▶ **Brief**
In the records below, repeat word for word everything from the line containing "is: gabled wall" down to the line containing "[141,28,151,65]", including both of those lines.

(Records from a data collection)
--

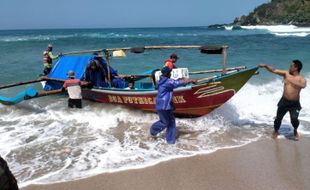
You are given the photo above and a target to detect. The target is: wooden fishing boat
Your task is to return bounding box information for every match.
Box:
[0,46,258,117]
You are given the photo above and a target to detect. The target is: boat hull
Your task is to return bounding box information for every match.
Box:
[83,67,258,117]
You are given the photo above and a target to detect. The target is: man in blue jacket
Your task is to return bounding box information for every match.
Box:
[150,67,196,144]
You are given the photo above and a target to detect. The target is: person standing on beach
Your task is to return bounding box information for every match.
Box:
[43,44,62,75]
[164,53,179,69]
[150,67,196,144]
[259,60,307,140]
[63,71,82,108]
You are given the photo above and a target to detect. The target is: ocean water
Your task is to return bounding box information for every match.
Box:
[0,26,310,187]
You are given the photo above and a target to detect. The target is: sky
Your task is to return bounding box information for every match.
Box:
[0,0,271,30]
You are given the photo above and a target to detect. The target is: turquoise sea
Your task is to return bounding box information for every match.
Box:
[0,26,310,187]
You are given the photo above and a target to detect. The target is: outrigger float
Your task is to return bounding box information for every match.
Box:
[0,45,258,117]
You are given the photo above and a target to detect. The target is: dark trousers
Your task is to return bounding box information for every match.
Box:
[274,97,301,135]
[68,98,82,108]
[43,67,52,75]
[150,110,176,144]
[0,157,18,190]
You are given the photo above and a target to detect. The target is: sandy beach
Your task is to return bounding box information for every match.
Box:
[23,137,310,190]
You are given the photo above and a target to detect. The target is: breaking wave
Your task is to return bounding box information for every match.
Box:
[0,74,310,187]
[241,25,310,37]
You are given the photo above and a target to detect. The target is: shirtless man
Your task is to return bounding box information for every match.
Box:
[259,60,307,140]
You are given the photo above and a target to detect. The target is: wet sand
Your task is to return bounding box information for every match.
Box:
[23,137,310,190]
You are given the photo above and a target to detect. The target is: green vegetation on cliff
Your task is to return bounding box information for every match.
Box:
[233,0,310,26]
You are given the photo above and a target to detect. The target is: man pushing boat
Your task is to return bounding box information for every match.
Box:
[259,60,307,140]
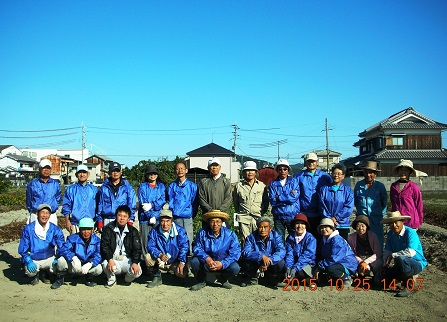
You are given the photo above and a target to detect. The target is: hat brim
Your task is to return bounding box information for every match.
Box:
[202,210,230,222]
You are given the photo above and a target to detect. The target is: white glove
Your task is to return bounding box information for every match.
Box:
[71,256,82,274]
[143,202,152,212]
[82,262,93,275]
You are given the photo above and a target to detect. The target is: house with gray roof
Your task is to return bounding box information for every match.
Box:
[343,107,447,177]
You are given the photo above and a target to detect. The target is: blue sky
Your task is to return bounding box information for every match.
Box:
[0,0,447,166]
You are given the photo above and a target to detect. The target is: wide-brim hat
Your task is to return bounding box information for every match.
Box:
[317,218,335,231]
[144,164,158,175]
[360,161,381,172]
[351,215,369,229]
[380,210,411,224]
[202,209,230,222]
[290,214,310,230]
[394,159,416,175]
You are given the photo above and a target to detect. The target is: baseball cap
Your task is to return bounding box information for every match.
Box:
[39,159,52,168]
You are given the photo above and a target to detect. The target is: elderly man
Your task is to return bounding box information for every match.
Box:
[96,162,137,232]
[146,204,189,288]
[240,217,286,287]
[62,164,98,235]
[18,204,64,285]
[190,210,241,291]
[101,205,142,288]
[295,152,332,239]
[354,161,388,249]
[269,160,300,242]
[51,217,102,289]
[26,159,61,225]
[199,158,231,226]
[376,211,427,297]
[233,161,269,241]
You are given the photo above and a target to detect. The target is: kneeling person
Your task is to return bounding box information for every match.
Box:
[146,204,189,288]
[101,205,142,288]
[240,217,286,287]
[51,218,102,289]
[18,204,64,285]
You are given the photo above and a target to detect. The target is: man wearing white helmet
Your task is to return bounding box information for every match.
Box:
[26,159,61,225]
[233,161,269,240]
[62,164,98,235]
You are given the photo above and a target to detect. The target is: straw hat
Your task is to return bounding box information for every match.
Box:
[380,210,411,224]
[202,209,230,222]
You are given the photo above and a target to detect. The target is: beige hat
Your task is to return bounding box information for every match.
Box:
[360,161,381,171]
[394,159,416,174]
[380,210,411,224]
[202,209,230,222]
[317,218,335,231]
[304,152,318,162]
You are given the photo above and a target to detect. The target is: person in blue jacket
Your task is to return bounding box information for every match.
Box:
[294,152,332,239]
[319,163,354,241]
[190,209,241,291]
[51,217,102,289]
[269,160,300,241]
[285,214,317,285]
[168,162,199,253]
[315,218,357,286]
[25,159,61,225]
[96,162,137,232]
[62,164,98,235]
[239,216,286,287]
[138,164,166,256]
[18,204,64,285]
[145,204,189,288]
[376,210,427,297]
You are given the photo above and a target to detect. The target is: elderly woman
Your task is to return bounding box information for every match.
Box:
[390,159,424,229]
[285,214,317,280]
[315,218,357,286]
[348,215,383,276]
[318,163,354,240]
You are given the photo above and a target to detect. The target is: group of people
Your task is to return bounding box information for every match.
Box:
[19,153,427,296]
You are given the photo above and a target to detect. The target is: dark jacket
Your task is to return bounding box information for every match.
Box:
[101,221,142,264]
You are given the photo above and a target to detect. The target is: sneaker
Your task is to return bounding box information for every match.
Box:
[241,277,258,287]
[189,282,206,291]
[29,274,39,286]
[146,276,163,288]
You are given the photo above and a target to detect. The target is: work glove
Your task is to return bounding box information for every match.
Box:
[142,202,152,212]
[71,256,82,274]
[81,262,93,275]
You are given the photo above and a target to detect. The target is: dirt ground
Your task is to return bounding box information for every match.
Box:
[0,211,447,321]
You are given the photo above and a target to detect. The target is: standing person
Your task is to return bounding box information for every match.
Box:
[138,164,166,256]
[145,204,189,288]
[233,161,273,241]
[101,205,142,288]
[294,152,332,239]
[199,158,232,227]
[377,211,427,297]
[26,159,61,225]
[62,164,98,235]
[319,163,354,241]
[190,210,241,291]
[168,162,198,254]
[18,204,64,285]
[269,160,300,242]
[390,159,424,230]
[96,162,137,232]
[51,217,102,289]
[354,161,388,248]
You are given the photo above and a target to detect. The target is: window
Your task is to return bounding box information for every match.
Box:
[393,136,404,145]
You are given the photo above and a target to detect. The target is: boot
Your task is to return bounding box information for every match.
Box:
[146,274,163,288]
[51,275,64,290]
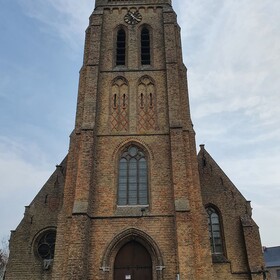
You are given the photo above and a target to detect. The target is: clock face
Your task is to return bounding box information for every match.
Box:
[124,11,142,24]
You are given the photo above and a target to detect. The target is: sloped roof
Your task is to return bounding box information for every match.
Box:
[264,246,280,267]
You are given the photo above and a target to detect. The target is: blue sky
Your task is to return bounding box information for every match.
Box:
[0,0,280,246]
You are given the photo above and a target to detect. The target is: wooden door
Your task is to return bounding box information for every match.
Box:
[114,241,153,280]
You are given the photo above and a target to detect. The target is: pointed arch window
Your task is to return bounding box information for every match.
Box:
[116,28,126,65]
[206,206,224,255]
[118,145,148,206]
[141,27,151,65]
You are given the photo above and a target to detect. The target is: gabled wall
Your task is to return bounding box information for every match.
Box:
[5,159,66,280]
[198,145,264,280]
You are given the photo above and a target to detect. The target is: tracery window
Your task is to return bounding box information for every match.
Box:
[116,28,126,65]
[118,145,148,206]
[141,27,151,65]
[36,230,56,260]
[206,207,224,255]
[110,77,129,132]
[137,76,157,132]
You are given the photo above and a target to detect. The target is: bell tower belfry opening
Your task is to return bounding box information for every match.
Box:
[5,0,263,280]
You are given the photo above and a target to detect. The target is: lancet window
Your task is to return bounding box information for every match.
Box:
[110,77,129,132]
[141,27,151,65]
[118,145,148,206]
[137,76,157,131]
[116,28,126,65]
[206,206,224,255]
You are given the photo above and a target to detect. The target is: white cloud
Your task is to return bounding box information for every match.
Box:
[0,137,53,238]
[174,0,280,246]
[20,0,93,48]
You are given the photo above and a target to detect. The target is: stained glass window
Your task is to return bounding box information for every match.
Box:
[118,145,148,205]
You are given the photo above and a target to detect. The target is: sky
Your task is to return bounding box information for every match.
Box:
[0,0,280,247]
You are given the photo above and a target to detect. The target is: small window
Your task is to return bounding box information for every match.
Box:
[118,145,148,206]
[36,230,56,260]
[206,207,224,255]
[116,29,126,65]
[141,28,151,65]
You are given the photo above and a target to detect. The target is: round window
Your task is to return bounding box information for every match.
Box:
[37,230,56,260]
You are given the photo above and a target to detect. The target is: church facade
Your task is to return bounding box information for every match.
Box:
[5,0,264,280]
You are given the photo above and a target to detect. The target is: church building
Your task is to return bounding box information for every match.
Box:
[5,0,265,280]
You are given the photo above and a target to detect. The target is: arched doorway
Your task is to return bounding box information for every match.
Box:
[114,240,153,280]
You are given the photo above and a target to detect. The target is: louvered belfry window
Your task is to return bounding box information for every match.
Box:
[118,145,148,206]
[141,27,151,65]
[116,29,126,65]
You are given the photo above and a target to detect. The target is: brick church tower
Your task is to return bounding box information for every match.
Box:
[6,0,263,280]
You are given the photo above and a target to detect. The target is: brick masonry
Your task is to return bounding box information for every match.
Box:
[6,0,263,280]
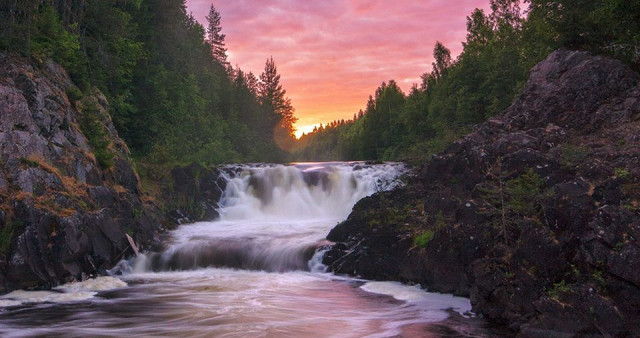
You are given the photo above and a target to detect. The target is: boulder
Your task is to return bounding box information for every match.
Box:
[324,50,640,337]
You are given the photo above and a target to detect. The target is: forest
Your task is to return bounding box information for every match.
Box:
[0,0,640,167]
[0,0,295,169]
[293,0,640,162]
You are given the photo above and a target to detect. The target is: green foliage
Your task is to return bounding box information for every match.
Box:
[80,102,115,169]
[413,230,435,248]
[591,270,607,289]
[0,224,13,254]
[613,167,631,180]
[0,220,24,254]
[20,157,40,168]
[560,143,589,169]
[0,0,288,167]
[505,168,545,216]
[294,0,640,162]
[547,279,571,300]
[65,86,84,102]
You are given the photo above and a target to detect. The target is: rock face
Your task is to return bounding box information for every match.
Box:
[0,54,160,293]
[325,50,640,337]
[163,163,227,224]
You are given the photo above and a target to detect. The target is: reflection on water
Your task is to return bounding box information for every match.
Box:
[0,269,498,337]
[0,163,502,337]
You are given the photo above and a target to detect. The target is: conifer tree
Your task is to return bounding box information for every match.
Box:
[258,57,297,150]
[207,5,229,67]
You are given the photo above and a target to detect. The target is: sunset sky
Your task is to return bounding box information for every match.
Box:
[187,0,489,135]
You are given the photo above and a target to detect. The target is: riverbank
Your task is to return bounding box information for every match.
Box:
[324,50,640,337]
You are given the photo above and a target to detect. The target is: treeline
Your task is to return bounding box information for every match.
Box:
[294,0,640,161]
[0,0,295,165]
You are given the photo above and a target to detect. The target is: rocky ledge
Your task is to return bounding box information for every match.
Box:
[324,50,640,337]
[0,54,161,293]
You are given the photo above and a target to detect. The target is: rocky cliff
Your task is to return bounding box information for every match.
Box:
[325,50,640,337]
[0,54,161,293]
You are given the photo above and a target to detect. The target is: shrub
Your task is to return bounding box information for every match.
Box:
[413,230,435,248]
[80,102,115,169]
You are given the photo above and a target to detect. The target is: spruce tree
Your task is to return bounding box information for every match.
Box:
[258,57,297,150]
[207,5,229,67]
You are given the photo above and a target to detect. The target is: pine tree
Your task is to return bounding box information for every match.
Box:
[207,5,229,67]
[258,57,297,150]
[431,41,453,80]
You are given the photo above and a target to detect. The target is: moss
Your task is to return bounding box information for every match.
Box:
[65,86,84,102]
[0,224,13,255]
[560,144,589,169]
[0,220,24,255]
[613,167,631,181]
[547,279,571,300]
[505,168,544,216]
[80,102,115,169]
[20,157,40,168]
[413,230,435,248]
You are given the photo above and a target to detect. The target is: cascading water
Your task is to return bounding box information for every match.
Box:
[0,163,496,337]
[123,163,404,272]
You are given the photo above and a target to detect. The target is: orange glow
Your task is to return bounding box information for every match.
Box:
[187,0,489,136]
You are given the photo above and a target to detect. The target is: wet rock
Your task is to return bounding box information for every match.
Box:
[164,163,226,224]
[0,55,161,293]
[324,50,640,337]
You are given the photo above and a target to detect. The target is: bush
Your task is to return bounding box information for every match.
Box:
[80,103,115,169]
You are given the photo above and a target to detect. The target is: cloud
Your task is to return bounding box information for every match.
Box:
[187,0,489,126]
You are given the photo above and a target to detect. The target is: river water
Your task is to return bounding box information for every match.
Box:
[0,163,489,337]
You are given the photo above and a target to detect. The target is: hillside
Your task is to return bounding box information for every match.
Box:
[0,54,162,292]
[324,50,640,337]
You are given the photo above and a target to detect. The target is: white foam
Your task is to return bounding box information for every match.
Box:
[0,276,127,307]
[53,276,127,292]
[360,282,471,315]
[0,290,97,306]
[219,163,405,220]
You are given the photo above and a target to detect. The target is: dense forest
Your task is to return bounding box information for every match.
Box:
[0,0,295,168]
[294,0,640,161]
[0,0,640,167]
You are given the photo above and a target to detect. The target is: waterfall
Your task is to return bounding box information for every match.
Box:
[119,162,404,272]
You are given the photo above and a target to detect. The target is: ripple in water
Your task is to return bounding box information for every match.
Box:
[0,163,500,337]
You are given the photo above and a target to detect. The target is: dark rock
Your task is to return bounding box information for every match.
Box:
[324,50,640,337]
[164,163,227,224]
[0,56,161,293]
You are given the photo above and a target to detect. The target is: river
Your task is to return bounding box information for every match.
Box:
[0,163,489,337]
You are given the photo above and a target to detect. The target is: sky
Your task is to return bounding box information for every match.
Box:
[187,0,489,136]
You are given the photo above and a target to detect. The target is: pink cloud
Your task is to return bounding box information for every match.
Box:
[187,0,489,135]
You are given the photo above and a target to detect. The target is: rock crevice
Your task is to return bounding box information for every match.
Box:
[324,50,640,337]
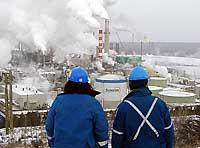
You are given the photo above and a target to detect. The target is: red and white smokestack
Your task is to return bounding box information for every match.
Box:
[104,19,110,53]
[97,30,104,59]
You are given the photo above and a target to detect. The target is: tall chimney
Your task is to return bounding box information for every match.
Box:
[96,30,104,59]
[104,19,110,53]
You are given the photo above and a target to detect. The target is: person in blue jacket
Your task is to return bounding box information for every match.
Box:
[112,66,174,148]
[45,67,108,148]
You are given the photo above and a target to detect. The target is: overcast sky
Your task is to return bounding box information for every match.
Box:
[110,0,200,42]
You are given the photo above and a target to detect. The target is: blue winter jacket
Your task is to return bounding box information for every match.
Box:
[46,94,108,148]
[112,87,174,148]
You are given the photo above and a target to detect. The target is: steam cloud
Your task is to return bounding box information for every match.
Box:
[0,0,115,67]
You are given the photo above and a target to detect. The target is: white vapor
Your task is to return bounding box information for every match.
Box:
[0,0,114,66]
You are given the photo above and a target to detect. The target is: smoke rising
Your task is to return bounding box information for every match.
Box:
[0,0,114,67]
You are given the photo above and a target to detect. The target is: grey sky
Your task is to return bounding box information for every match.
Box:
[110,0,200,42]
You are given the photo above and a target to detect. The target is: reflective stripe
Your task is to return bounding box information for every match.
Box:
[164,121,173,130]
[98,140,108,146]
[47,136,52,140]
[113,129,124,135]
[124,98,159,140]
[0,112,6,118]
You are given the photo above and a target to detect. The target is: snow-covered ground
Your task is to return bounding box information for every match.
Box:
[143,55,200,80]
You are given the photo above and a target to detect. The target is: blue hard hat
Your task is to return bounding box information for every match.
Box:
[129,66,149,80]
[68,66,89,83]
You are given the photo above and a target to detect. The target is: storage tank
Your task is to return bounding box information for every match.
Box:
[149,77,167,88]
[195,84,200,99]
[159,90,196,103]
[94,74,127,109]
[148,86,163,96]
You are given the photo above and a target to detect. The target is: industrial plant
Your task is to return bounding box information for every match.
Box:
[0,19,200,147]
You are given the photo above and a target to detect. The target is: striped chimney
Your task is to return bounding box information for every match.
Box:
[97,30,104,59]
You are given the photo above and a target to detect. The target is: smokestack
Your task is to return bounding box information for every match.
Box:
[104,19,110,53]
[96,30,104,59]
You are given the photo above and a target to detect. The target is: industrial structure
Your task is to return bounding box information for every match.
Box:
[94,74,128,109]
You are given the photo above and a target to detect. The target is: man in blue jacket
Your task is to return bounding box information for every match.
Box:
[46,67,108,148]
[112,67,174,148]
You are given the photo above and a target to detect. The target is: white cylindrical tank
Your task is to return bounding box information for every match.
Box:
[94,74,127,109]
[159,90,196,103]
[195,84,200,99]
[149,77,167,88]
[148,86,163,96]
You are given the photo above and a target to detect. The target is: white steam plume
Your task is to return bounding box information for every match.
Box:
[0,0,114,66]
[0,38,13,67]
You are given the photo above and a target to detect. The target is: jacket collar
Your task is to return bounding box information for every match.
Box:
[124,87,152,100]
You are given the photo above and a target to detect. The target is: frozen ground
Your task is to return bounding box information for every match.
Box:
[143,55,200,80]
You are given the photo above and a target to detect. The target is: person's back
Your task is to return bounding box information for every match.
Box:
[112,67,174,148]
[46,66,108,148]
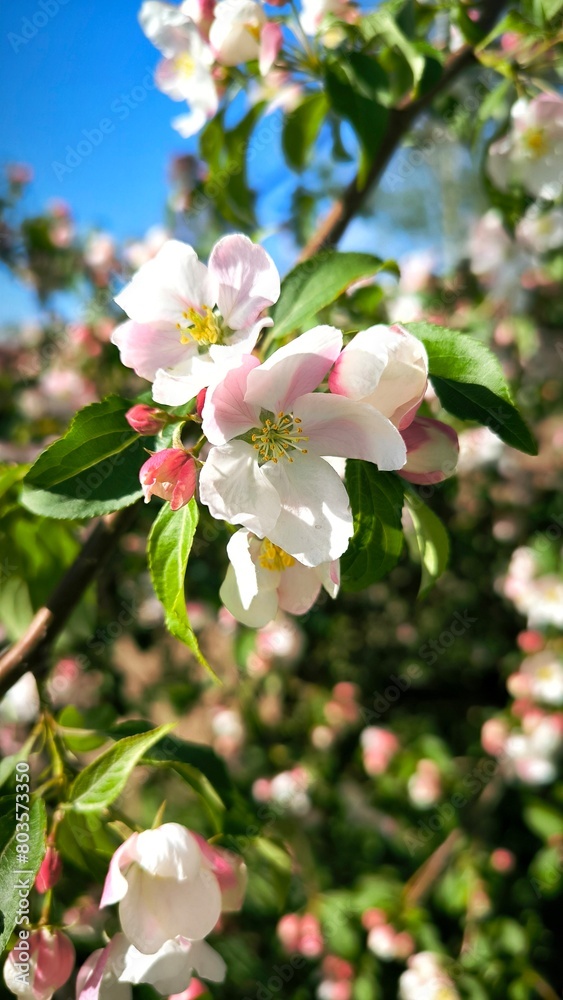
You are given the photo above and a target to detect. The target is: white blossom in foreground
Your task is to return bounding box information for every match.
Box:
[76,934,226,1000]
[199,326,406,566]
[487,94,563,200]
[139,0,219,137]
[219,528,340,628]
[399,951,459,1000]
[100,823,245,955]
[112,235,280,406]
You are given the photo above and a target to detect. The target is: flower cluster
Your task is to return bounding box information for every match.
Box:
[77,823,246,1000]
[112,234,459,627]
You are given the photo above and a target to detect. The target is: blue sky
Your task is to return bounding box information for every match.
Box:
[0,0,452,322]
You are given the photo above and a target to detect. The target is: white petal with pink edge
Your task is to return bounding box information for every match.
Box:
[246,326,342,413]
[293,393,407,471]
[262,452,353,566]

--

▶ **Output**
You are given the photo above and a target to detect. The target is: gabled wall
Your task is to return bounding box information for every match.
Box:
[5,159,66,280]
[198,145,264,280]
You are given the photo above and a target to detect. The target is: tracery window
Your task is to return bounding box information for every match.
Box:
[116,28,126,65]
[118,145,148,206]
[141,27,151,65]
[36,230,56,260]
[206,207,224,255]
[110,77,129,132]
[137,76,157,132]
You are given the photo above and a target to detect. The target is: bell tower belfry opening
Your task is to return bounding box information for every match.
Box:
[5,0,263,280]
You are given the photo above and a target to detect. The target is: lancet window
Your task is to return bounding box information for every match.
Box:
[110,77,129,132]
[141,27,151,65]
[118,145,148,206]
[137,76,157,131]
[116,28,126,65]
[206,206,224,255]
You are given the photo above and a target to detect. The target is: white cloud
Your task is to return bounding box information for every match.
Box:
[0,137,53,238]
[174,0,280,246]
[20,0,93,48]
You are given the photo above and a target to detect. The target is: stained glass window
Your task is to return bounding box information for every match.
Box:
[118,145,148,205]
You are given the photo above and a target to detect. The target is: sky
Your task is to return bounding box information for every match.
Box:
[0,0,280,247]
You are given the photo above and a target to detect. The target is: small window
Your task is to return bounding box information for every match.
Box:
[118,145,148,206]
[36,230,56,260]
[206,207,224,255]
[116,29,126,65]
[141,28,151,65]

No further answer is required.